▶ HOW TO COMPLETE THIS TASK:
Count how many lines below include the string "point", and give that number without anything else.

INFORMATION GIVEN Block Start

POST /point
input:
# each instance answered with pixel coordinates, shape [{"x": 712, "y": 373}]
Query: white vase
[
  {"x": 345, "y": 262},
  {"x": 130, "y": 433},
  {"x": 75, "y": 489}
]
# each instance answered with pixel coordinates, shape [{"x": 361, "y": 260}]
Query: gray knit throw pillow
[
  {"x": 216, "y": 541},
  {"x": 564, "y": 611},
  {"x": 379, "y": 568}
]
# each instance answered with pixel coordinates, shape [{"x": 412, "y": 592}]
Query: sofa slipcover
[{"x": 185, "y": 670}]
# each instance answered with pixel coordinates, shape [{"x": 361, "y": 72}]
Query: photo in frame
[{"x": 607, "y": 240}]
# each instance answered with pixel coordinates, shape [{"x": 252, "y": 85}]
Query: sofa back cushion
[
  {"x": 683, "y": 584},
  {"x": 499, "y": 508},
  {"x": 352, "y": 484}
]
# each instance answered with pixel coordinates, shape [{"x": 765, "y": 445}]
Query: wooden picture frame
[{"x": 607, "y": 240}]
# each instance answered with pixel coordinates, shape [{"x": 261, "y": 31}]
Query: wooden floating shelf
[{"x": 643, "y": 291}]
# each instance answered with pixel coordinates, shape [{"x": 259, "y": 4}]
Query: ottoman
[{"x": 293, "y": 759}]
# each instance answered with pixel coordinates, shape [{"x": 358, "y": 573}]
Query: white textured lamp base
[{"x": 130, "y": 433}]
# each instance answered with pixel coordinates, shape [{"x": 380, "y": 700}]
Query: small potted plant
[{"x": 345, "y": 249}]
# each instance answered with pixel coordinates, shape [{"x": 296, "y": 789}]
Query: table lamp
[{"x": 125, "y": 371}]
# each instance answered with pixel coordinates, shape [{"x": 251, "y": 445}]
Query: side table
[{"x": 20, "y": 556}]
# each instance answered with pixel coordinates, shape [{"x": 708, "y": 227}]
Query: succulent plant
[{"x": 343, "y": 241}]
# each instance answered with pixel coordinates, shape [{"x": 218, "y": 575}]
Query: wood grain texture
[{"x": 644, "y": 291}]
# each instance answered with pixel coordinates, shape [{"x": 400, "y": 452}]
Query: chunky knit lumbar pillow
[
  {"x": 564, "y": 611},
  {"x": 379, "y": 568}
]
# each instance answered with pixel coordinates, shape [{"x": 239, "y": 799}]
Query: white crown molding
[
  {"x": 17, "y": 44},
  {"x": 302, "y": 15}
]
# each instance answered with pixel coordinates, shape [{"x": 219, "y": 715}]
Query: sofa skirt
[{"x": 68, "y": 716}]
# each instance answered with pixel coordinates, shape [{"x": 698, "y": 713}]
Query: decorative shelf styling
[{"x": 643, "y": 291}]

INFORMATION GIVEN Block End
INFORMATION GIVEN Block Start

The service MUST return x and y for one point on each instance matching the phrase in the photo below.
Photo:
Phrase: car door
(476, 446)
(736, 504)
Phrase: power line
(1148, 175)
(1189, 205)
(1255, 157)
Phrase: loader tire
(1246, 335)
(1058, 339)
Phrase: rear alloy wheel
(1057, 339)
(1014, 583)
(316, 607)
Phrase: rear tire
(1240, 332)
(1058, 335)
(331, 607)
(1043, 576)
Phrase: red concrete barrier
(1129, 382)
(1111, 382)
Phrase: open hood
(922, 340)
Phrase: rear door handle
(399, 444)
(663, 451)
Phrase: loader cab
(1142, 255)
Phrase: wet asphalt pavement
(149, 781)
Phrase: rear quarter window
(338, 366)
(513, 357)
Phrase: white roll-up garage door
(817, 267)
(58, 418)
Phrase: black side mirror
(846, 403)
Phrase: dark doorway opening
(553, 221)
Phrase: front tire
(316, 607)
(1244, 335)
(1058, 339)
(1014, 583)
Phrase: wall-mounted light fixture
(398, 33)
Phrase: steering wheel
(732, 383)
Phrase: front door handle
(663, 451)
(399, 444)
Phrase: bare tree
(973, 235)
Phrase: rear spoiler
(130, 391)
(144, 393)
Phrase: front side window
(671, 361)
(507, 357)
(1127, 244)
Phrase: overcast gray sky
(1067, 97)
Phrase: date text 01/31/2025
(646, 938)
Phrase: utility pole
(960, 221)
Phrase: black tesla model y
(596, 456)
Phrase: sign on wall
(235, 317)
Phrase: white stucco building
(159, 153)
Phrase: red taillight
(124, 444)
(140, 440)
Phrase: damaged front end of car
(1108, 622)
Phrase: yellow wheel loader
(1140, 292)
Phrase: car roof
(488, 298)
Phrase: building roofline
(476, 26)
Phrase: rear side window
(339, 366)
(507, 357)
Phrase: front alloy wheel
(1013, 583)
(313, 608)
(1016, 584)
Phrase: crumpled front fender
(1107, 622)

INFORMATION GIVEN Block End

▶ ANSWER:
2